Задание A => Перепишите из фрагмента об экзистенциализме без изменений отрывок: начните со слов «Абсурд здесь становится» и закончите словами «теряет всякий смысл.».
Задание B => Что, согласно фрагменту об экзистенциализме, становится онтологическим основанием, которое реабилитирует ценность индивидуального существования?
Задание C => Перечислите всё, что, по словам фрагмента об экзистенциализме, алчущий смысла человек обречён переписывать или переописывать.

Показанный фрагмент =>
Своеобразной альтернативой указанным классическим версиям интерпретации смысла жизни является экзистенциализм. Отказыва­ясь выносить сущность человеческого существования за границы каждого конкретного случая, экзистенциализм ориентирует челове­ка на конституирование смысла в ситуации “здесь-и-сейчас”, на осоз­нание уникальности каждой жизни и ее отдельного момента. Любые вердикты о вынесении окончательных истин о мире или человеке изначально абсурдны, поскольку мир сам по себе не имеет никакого смысла, а алчущий смысла человек обречен на бесконечное перепи­сывание себя, своего отношения к миру и обстоятельствам и в конеч­ном итоге переописание самого мира.

Абсурд здесь становится тем онтологическим основанием, которое реабилитирует ценность индивидуального существования. В мире абсурда смысл может иметь лишь отдельное человеческое “Я”, ищущее этот смысл, но никогда не довольствующееся уже найденным и достигнутым.

Решение вопроса о смысле жизни неизбежно предполагает необ­ходимость определения соответствующего статуса смерти. Сам факт наличия смерти дискредитирует все человеческие попытки абсолю­тизировать жизнь и ее достоинства. Перед лицом глобальной неиз­бежности и случайности смерти жизнь как бы теряет всякий смысл.

Извлечённые записи =>

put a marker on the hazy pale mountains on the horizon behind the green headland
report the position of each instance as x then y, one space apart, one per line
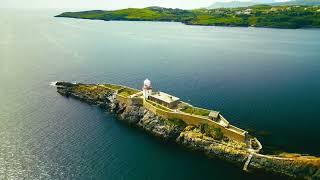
235 4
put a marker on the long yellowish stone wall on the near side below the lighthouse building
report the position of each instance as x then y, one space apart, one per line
231 133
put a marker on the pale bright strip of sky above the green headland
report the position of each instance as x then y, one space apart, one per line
107 4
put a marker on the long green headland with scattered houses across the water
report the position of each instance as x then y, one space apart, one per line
289 16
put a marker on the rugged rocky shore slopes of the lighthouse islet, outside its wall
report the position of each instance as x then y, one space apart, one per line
198 138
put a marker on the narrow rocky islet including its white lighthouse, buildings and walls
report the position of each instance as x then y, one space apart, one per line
208 131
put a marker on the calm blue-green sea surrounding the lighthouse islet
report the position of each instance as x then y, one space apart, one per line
265 80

Ответ A =>
Абсурд здесь становится тем онтологическим основанием, которое реабилитирует ценность индивидуального существования. В мире абсурда смысл может иметь лишь отдельное человеческое “Я”, ищущее этот смысл, но никогда не довольствующееся уже найденным и достигнутым.

Решение вопроса о смысле жизни неизбежно предполагает необ­ходимость определения соответствующего статуса смерти. Сам факт наличия смерти дискредитирует все человеческие попытки абсолю­тизировать жизнь и ее достоинства. Перед лицом глобальной неиз­бежности и случайности смерти жизнь как бы теряет всякий смысл.

Ответ B => Абсурд.

Ответ C => Себя; своё отношение к миру и обстоятельствам; сам мир.